**EXERCISE BRIEF:** Reproduce each of the records that follow verbatim, leaving every line unaltered.

**RECORDS SHOWN:**
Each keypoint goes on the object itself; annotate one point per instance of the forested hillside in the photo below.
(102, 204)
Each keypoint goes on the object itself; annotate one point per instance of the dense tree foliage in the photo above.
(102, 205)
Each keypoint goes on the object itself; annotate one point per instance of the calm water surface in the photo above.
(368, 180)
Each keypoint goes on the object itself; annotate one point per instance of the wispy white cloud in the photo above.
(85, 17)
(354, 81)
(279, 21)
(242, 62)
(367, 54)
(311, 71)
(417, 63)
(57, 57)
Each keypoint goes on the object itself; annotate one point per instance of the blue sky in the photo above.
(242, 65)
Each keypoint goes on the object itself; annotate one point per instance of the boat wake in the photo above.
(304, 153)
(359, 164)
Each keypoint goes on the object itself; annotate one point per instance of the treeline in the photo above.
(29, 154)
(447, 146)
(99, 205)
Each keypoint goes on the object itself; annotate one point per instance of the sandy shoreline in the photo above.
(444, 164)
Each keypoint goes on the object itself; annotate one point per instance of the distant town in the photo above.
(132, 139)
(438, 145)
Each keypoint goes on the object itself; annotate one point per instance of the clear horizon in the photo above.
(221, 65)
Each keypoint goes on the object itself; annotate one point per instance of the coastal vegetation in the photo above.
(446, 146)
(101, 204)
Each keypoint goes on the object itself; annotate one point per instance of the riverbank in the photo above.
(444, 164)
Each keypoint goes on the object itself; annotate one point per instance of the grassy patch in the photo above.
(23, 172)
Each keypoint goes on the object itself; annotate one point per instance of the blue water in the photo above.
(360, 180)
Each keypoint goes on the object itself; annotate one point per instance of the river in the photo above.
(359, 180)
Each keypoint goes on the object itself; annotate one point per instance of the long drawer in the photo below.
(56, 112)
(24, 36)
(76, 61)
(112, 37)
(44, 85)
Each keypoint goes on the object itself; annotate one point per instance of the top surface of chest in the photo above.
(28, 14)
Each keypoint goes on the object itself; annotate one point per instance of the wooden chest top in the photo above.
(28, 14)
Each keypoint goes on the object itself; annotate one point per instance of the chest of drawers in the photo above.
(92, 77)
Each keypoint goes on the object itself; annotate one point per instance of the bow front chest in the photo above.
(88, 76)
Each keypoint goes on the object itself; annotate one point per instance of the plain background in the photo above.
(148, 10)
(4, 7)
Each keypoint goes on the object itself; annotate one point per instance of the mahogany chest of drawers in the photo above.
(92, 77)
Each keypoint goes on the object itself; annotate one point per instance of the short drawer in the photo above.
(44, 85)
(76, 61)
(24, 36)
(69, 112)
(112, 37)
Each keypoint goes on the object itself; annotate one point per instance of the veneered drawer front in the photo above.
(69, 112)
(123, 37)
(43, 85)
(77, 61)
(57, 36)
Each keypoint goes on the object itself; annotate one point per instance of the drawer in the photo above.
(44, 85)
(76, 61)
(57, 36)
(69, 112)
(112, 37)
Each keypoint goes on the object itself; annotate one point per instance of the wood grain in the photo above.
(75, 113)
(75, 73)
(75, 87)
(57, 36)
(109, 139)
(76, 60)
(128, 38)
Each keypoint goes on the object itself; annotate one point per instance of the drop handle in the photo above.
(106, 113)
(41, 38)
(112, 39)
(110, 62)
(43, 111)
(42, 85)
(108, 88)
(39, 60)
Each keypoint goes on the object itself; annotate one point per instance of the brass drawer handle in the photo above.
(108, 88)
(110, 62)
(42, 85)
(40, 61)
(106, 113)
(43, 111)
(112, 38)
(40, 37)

**THE OUTPUT:**
Each keypoint goes on the object itself; annotate one point per instance of the forested hillside in the photo below.
(102, 204)
Each keypoint goes on the object itself; annotate one point per instance of the dense tree foliage in the photo above.
(102, 205)
Each keypoint goes on the object itself; annotate one point per instance of the calm water surface in the photo above.
(368, 180)
Each keypoint goes on the object itself; annotate one point per instance of the wispy white cloud in the photo above.
(85, 17)
(354, 81)
(279, 21)
(242, 62)
(367, 54)
(311, 71)
(417, 63)
(57, 57)
Each keypoint goes on the object itself; annotate one point per instance of the blue sky in the photo above.
(242, 65)
Each keypoint goes on the object itself; annotate one point per instance of the boat wake in the photo above.
(304, 153)
(359, 164)
Each keypoint goes on the object itself; annotate one point per instance of the treeline in the photo above.
(29, 154)
(447, 146)
(99, 205)
Each keypoint goes on the object itself; annotate one point per instance of the sandy shoreline in the photo above.
(444, 164)
Each keypoint goes on the object itself; annotate one point per instance of the distant town in the photo above.
(132, 139)
(438, 145)
Each keypoint goes on the object itself; annotate one point per instance of the clear horizon in the photo above.
(221, 65)
Each keypoint goes on the object itself; annotate one point per instance of the coastal vegetation in the photo above.
(446, 146)
(101, 204)
Each keypoint goes on the object itself; annotate one point per instance of the riverbank in the photo above.
(444, 164)
Each keypoint goes on the object itself; annotate one point per instance of the grassy patch in the photo above.
(23, 172)
Each keypoint goes on the object itself; annotate one point per instance of the blue water in the photo above.
(360, 180)
Each keypoint goes on the object itself; annotate one point per instance of the river in the photo above.
(359, 180)
Each keypoint goes on the object itself; annotate one point per instance of the long drawer in the photo below.
(56, 112)
(24, 36)
(76, 61)
(112, 37)
(44, 85)
Each keypoint goes on the object itself; annotate one point per instance of the top surface of chest in the photo above.
(28, 14)
Each keypoint goes on the object itself; annotate one point per instance of the wooden chest top in the photo above.
(28, 14)
Each keypoint goes on the object itself; annotate one point per instance of the chest of drawers in the photo above.
(92, 77)
Each keypoint goes on the object itself; annotate one point per instance of the bow front chest in the photo above.
(88, 76)
Each keypoint goes on the object itself; annotate one point per instance of the plain background in the photo above.
(148, 10)
(4, 7)
Each keypoint goes on the object itself; annotate one point per instance of the mahogany chest of drawers in the photo above.
(92, 77)
Each keypoint goes on the object itself; annotate one point per instance of the short drawer in the photo above.
(44, 85)
(76, 61)
(24, 36)
(69, 112)
(112, 37)
Each keypoint goes on the object itself; annotate one point per instance of the veneered drawer front in the photo above.
(69, 112)
(123, 37)
(43, 85)
(77, 61)
(57, 36)
Each keypoint goes on the object itself; annotate one point per instance of the drawer in the photo above.
(44, 85)
(76, 61)
(57, 36)
(69, 112)
(112, 37)
Each keypoint goes on the object itself; annotate one point per instance of the wood grain in the photo above.
(75, 113)
(75, 73)
(75, 87)
(57, 36)
(109, 139)
(76, 60)
(128, 38)
Each keypoint goes on the object itself; annotate one point per instance of the drop handle in the photo above.
(106, 113)
(41, 38)
(112, 39)
(110, 62)
(43, 111)
(42, 85)
(108, 88)
(39, 60)
Each keypoint goes on the object itself; annotate one point per instance of the brass drawer handle in the photo above.
(108, 88)
(110, 62)
(42, 85)
(40, 61)
(106, 113)
(43, 111)
(112, 38)
(40, 37)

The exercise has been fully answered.